■ **WHAT YOU WILL DO**: Could you transcribe every entry exactly, leaving nothing out?

■ **MATERIAL FOR THIS EXERCISE**:
============================================================
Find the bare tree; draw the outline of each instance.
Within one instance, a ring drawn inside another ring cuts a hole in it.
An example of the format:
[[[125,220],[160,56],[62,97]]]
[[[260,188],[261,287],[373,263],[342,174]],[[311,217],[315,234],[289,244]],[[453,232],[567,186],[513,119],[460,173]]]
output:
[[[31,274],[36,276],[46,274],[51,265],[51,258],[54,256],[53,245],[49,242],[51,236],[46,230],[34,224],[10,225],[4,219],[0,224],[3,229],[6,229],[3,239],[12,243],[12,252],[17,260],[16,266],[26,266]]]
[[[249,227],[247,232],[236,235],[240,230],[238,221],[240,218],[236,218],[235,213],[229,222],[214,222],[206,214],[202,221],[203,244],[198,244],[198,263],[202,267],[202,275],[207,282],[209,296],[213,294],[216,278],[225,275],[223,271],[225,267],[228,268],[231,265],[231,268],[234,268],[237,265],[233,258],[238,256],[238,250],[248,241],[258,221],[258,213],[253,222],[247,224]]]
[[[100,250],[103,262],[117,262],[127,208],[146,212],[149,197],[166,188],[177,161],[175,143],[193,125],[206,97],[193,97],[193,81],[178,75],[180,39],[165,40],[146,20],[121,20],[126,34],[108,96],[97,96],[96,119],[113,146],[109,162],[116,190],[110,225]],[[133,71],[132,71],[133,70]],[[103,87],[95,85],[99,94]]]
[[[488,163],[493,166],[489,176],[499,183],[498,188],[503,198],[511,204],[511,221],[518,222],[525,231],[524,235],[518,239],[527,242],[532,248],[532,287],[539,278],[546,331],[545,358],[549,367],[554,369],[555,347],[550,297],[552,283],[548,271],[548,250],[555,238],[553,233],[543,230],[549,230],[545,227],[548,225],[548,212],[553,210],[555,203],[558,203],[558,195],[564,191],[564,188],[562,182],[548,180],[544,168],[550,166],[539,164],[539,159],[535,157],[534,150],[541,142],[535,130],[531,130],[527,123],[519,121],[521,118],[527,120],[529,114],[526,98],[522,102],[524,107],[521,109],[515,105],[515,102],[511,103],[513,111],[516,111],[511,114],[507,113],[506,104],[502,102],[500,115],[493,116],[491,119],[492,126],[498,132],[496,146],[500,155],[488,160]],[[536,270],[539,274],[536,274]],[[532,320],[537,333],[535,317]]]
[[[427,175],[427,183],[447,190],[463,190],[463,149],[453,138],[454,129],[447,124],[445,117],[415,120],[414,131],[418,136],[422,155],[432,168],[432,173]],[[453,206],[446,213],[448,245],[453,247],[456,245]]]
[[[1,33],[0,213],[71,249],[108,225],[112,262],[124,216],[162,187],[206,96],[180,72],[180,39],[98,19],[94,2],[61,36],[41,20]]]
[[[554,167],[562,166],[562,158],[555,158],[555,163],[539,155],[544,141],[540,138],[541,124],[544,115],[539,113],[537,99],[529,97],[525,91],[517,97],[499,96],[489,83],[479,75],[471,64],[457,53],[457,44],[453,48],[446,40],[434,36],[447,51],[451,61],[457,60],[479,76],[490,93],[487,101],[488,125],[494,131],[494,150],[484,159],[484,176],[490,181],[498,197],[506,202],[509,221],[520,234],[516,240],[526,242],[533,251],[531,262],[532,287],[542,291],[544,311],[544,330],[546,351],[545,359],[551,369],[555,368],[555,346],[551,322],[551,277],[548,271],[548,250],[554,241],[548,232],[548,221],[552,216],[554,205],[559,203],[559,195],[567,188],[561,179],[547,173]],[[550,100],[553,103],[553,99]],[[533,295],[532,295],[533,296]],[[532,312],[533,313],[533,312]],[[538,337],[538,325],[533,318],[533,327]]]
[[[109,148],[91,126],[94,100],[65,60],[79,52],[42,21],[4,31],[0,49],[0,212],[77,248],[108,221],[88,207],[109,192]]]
============================================================
■ **ANSWER FOR THE TASK**:
Find the bare tree; draw the outline of each instance.
Within one instance, a ring drawn inside another ring cuts a hole in it.
An example of the format:
[[[125,220],[160,56],[62,97]]]
[[[260,188],[261,287],[373,263],[342,174]],[[311,217],[315,234],[289,244]],[[453,232],[567,186],[513,119],[460,173]]]
output:
[[[31,274],[36,276],[46,274],[51,265],[51,258],[54,256],[53,245],[49,242],[51,236],[46,230],[34,224],[10,225],[4,219],[0,224],[3,229],[6,229],[3,239],[12,243],[12,252],[17,260],[16,266],[26,266]]]
[[[249,227],[247,232],[236,235],[240,230],[238,221],[240,218],[236,218],[235,213],[229,222],[214,222],[206,214],[202,221],[203,244],[198,244],[198,263],[202,267],[202,275],[207,282],[209,296],[213,294],[216,278],[225,275],[223,271],[225,267],[228,268],[231,265],[231,268],[234,268],[237,265],[233,258],[238,256],[238,250],[248,241],[258,221],[258,213],[253,222],[247,224]]]
[[[100,250],[103,262],[117,262],[127,208],[146,212],[149,197],[166,188],[177,161],[175,143],[193,125],[206,97],[193,97],[193,81],[178,75],[180,39],[165,40],[146,20],[121,20],[126,34],[108,96],[97,96],[96,119],[113,146],[109,162],[116,190],[110,225]],[[133,71],[132,71],[133,70]],[[103,87],[95,85],[99,94]]]
[[[488,163],[493,166],[489,176],[499,183],[498,188],[503,198],[511,204],[511,221],[518,222],[525,231],[524,235],[518,239],[527,242],[532,248],[532,287],[539,278],[546,331],[545,358],[549,367],[554,369],[555,347],[550,297],[552,283],[548,271],[548,250],[555,238],[553,233],[543,230],[549,230],[545,227],[548,225],[548,212],[553,210],[555,203],[558,203],[558,195],[564,191],[564,188],[562,182],[548,180],[544,168],[550,166],[539,164],[539,159],[535,157],[534,150],[541,142],[535,130],[531,130],[527,123],[519,121],[521,118],[527,120],[529,114],[526,98],[522,102],[524,107],[521,109],[515,105],[515,102],[511,103],[513,111],[516,111],[511,114],[507,113],[506,104],[502,102],[500,115],[493,116],[491,119],[492,126],[498,132],[496,146],[500,155],[488,160]],[[536,270],[539,274],[536,274]],[[532,320],[537,333],[535,317]]]
[[[427,175],[427,183],[447,190],[463,190],[463,149],[453,138],[454,129],[447,124],[445,117],[415,120],[414,131],[418,136],[422,155],[432,168],[432,173]],[[453,206],[446,213],[448,245],[453,247],[456,245]]]
[[[1,33],[0,213],[71,249],[108,225],[112,262],[124,216],[162,187],[206,96],[180,72],[180,39],[98,19],[94,2],[61,36],[41,20]]]
[[[554,167],[562,166],[562,158],[555,158],[555,163],[539,155],[544,141],[540,138],[541,124],[544,115],[539,113],[537,99],[529,97],[525,91],[517,97],[499,96],[489,83],[479,75],[471,64],[457,53],[457,44],[453,48],[446,40],[434,36],[447,51],[451,61],[457,60],[479,76],[490,93],[487,101],[488,125],[494,131],[494,150],[484,159],[484,176],[490,181],[498,197],[506,202],[509,221],[520,234],[516,240],[526,242],[533,251],[531,262],[532,287],[542,291],[544,311],[544,330],[546,351],[545,359],[551,369],[555,368],[555,346],[551,322],[551,277],[548,271],[548,250],[554,241],[548,232],[548,221],[552,216],[554,205],[559,203],[559,195],[567,188],[561,179],[547,173]],[[550,100],[553,103],[553,99]],[[533,295],[532,295],[533,296]],[[532,312],[533,313],[533,312]],[[538,337],[538,325],[533,318],[533,327]]]
[[[109,148],[91,126],[94,100],[65,60],[79,52],[42,21],[4,31],[0,49],[0,212],[77,248],[108,221],[88,207],[109,192]]]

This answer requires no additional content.